=== Extracted data ===

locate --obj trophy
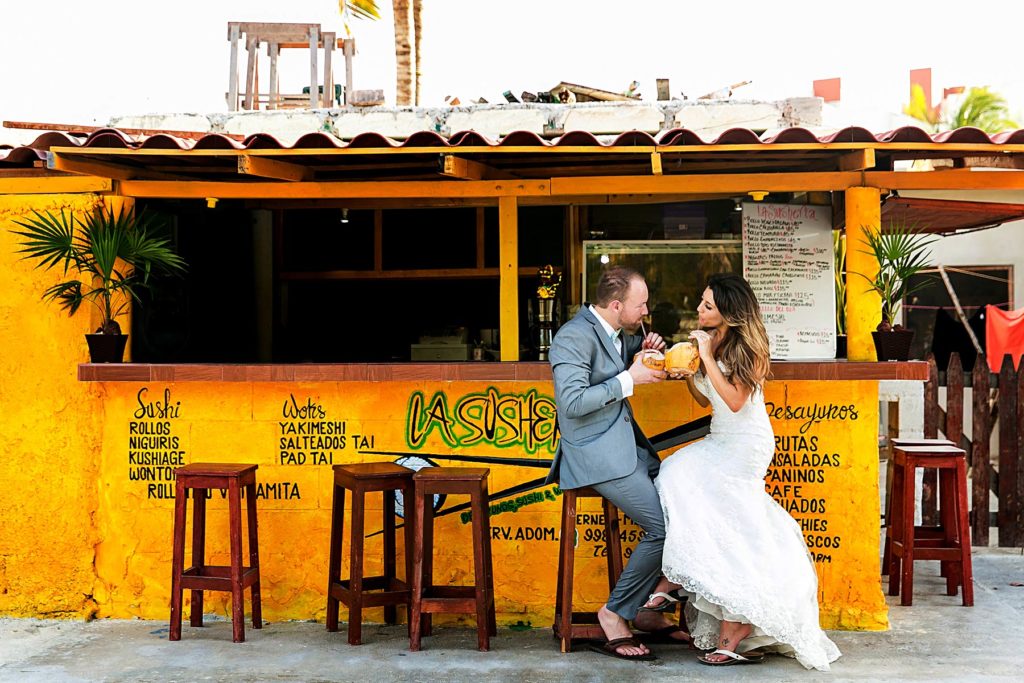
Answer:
[537,265,562,360]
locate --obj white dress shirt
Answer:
[590,304,633,398]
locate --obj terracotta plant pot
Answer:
[871,330,913,360]
[85,335,128,362]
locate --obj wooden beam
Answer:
[864,169,1024,189]
[246,193,735,209]
[839,150,874,171]
[119,180,550,200]
[498,197,519,360]
[438,155,515,180]
[551,169,1024,196]
[964,155,1024,171]
[279,267,537,281]
[239,155,313,182]
[46,152,189,181]
[551,172,863,196]
[0,175,114,195]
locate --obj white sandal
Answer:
[697,649,765,667]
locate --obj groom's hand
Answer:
[629,358,668,385]
[640,332,666,351]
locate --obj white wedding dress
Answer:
[654,362,840,671]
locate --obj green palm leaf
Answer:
[12,209,80,273]
[12,204,186,331]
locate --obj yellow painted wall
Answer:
[88,382,887,629]
[0,195,887,629]
[0,195,103,616]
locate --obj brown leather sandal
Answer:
[590,636,657,661]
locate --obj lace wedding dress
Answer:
[654,362,840,671]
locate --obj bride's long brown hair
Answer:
[708,272,771,391]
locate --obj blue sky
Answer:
[0,0,1024,140]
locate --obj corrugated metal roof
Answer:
[6,126,1024,156]
[6,126,1024,182]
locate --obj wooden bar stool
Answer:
[169,463,263,643]
[409,467,498,652]
[551,487,623,652]
[882,438,956,577]
[327,463,413,645]
[888,445,974,607]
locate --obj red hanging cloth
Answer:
[985,305,1024,373]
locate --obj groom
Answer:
[547,266,675,659]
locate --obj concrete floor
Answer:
[0,549,1024,683]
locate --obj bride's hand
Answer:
[690,330,717,365]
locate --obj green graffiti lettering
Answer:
[406,391,458,449]
[406,387,558,455]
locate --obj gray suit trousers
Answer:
[591,446,665,620]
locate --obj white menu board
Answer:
[743,202,836,360]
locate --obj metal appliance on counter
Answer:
[409,328,473,361]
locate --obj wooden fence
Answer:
[922,353,1024,548]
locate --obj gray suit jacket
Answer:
[547,303,657,488]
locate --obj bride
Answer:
[645,274,840,671]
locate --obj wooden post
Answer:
[242,34,259,110]
[266,40,281,110]
[925,353,939,438]
[342,38,355,106]
[374,209,384,272]
[309,26,319,110]
[498,197,519,360]
[997,353,1020,548]
[846,187,882,360]
[321,32,335,105]
[476,207,486,268]
[971,354,991,546]
[1015,360,1024,548]
[227,22,239,112]
[933,353,964,525]
[562,204,587,307]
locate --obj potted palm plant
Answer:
[833,230,846,358]
[14,208,185,362]
[857,221,936,360]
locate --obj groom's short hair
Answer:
[594,265,643,308]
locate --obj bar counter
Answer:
[78,360,928,630]
[78,359,928,382]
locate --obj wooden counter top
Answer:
[78,360,928,382]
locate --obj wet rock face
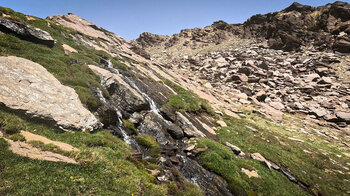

===

§ **Directions for this task**:
Copy out the stretch of the records from the line containing "locate --obj gray suit trousers" through the line containing "[645,274,840,671]", substituting "charcoal" for "gray" and leaving everything else unchanged.

§ **Response**:
locate --obj charcoal suit trousers
Answer:
[591,446,665,620]
locate --obj white menu board
Answer:
[743,202,836,360]
locate --obj metal appliance on counter
Answer:
[409,328,473,361]
locate --obj wooden fence
Answer:
[922,353,1024,548]
locate --obj charcoal suit jacket
Answer:
[547,303,657,488]
locate --obj bride
Answer:
[645,274,840,671]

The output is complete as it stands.